• **Source document**:
Anne Sweeney, president of Disney Channel and Toon Disney, and executive vice president of Disney/ABC Networks, spoke to KidScreen about the secret of her company's success. Here are some excerpts:...
April 1, 1998

Anne Sweeney, president of Disney Channel and Toon Disney, and executive vice president of Disney/ABC Networks, spoke to KidScreen about the secret of her company’s success. Here are some excerpts:

KS: What is the state of Disney Channel as it turns 15?

AS: For a business that is 15 years old, it is still experiencing tremendous growth, and that’s an unusual state to be in. Today, we are in 35 million homes; 31 million are basic, four million are pay. In addition to our subscriber base continuing to grow, our ratings have been on an upward trajectory. We had the highest prime-time average for 1997 compared to all other basic cable channels and that’s because we are programming to families.

KS: Aside from subscriber growth, what’s been behind your ratings success?

AS: Providing a family prime time that kids and families want to watch many times together was a breakthrough idea, and the reason that we did have the highest prime-time average for 1997.

KS: What has switching from a premium service to a basic service meant to Disney Channel?

• **What to work on**:
Please list every channel, network, or publication named in the interview. None of the records are needed for this.

• **Material**:
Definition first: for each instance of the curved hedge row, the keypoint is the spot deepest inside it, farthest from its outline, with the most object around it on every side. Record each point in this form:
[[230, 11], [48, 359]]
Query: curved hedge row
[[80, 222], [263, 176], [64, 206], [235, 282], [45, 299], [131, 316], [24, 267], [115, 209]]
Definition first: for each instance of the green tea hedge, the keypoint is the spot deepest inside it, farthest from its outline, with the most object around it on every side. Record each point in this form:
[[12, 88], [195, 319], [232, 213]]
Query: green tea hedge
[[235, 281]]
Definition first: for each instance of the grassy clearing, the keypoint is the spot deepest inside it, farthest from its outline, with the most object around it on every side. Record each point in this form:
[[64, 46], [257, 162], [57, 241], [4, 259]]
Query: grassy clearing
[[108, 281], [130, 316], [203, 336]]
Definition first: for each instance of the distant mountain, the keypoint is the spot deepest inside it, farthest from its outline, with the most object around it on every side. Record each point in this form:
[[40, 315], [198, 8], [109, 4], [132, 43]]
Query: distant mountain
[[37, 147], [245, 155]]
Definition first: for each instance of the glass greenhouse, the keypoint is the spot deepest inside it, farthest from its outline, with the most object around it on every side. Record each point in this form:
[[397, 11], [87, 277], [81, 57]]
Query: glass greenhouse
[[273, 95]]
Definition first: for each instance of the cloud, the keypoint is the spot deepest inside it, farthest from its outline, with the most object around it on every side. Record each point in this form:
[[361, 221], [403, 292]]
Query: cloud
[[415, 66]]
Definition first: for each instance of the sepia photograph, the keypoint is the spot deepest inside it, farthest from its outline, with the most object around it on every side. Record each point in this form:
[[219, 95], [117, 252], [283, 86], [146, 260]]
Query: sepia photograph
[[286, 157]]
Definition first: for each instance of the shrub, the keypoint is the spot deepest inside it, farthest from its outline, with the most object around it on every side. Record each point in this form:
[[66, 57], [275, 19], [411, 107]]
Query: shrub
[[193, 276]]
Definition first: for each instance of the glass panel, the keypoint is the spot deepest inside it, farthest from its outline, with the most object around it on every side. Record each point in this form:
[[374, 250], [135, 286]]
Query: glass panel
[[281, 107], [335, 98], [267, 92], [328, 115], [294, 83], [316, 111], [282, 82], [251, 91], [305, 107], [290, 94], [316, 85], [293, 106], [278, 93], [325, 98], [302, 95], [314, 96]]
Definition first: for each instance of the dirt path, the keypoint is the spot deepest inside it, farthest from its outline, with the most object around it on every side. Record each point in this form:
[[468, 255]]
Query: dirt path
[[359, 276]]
---
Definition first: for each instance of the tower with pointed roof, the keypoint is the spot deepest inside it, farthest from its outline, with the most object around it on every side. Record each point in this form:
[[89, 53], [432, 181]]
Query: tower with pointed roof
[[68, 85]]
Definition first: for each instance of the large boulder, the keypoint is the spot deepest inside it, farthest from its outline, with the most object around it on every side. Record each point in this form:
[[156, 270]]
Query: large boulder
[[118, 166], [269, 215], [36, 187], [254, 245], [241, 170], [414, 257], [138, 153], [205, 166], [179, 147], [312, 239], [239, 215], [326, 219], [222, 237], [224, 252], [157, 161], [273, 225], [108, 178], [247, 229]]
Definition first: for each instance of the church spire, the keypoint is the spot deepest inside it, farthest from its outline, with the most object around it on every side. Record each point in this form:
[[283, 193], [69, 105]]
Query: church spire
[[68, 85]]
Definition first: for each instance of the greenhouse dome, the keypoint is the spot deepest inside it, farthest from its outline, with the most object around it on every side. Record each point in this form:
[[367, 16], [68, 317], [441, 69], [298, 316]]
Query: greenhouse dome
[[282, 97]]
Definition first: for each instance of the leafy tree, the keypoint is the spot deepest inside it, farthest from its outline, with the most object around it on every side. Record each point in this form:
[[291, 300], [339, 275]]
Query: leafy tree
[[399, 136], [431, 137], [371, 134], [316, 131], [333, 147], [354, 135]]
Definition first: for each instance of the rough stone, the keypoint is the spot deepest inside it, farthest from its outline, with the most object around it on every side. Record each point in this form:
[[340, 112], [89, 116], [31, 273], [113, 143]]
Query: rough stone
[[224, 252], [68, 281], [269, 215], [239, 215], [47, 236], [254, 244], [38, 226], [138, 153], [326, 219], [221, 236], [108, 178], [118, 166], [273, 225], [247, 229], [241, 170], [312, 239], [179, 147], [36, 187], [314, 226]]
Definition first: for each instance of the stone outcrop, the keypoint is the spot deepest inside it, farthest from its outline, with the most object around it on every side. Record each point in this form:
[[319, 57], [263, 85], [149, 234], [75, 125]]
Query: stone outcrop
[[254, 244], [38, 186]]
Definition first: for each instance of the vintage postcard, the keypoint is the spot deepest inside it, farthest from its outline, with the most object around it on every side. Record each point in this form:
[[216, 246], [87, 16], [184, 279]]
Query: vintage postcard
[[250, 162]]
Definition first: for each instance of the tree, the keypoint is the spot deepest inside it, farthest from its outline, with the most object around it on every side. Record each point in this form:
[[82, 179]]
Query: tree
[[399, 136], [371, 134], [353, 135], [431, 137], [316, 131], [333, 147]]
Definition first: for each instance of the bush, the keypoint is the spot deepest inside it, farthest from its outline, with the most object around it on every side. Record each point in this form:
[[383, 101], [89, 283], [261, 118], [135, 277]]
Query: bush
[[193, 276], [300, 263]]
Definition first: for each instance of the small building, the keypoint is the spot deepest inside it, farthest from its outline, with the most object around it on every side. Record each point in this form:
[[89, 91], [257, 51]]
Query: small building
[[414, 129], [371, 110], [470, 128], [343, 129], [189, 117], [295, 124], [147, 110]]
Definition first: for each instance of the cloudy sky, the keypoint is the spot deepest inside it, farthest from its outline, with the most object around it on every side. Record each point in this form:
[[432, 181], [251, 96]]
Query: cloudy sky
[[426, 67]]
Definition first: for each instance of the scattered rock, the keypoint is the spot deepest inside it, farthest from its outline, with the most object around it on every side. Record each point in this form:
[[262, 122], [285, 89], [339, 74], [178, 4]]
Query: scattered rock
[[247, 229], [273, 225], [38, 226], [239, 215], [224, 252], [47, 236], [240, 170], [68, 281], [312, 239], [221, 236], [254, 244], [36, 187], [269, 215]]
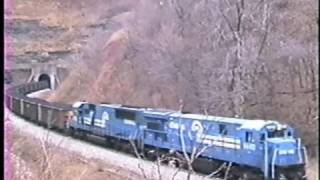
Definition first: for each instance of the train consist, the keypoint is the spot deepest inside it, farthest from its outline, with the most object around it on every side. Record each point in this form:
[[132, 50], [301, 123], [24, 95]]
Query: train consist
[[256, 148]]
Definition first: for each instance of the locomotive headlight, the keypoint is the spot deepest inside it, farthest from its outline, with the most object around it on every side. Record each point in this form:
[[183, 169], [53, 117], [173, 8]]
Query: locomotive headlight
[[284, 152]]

• **Problem solution**:
Disney Channel
Toon Disney
Disney/ABC Networks
KidScreen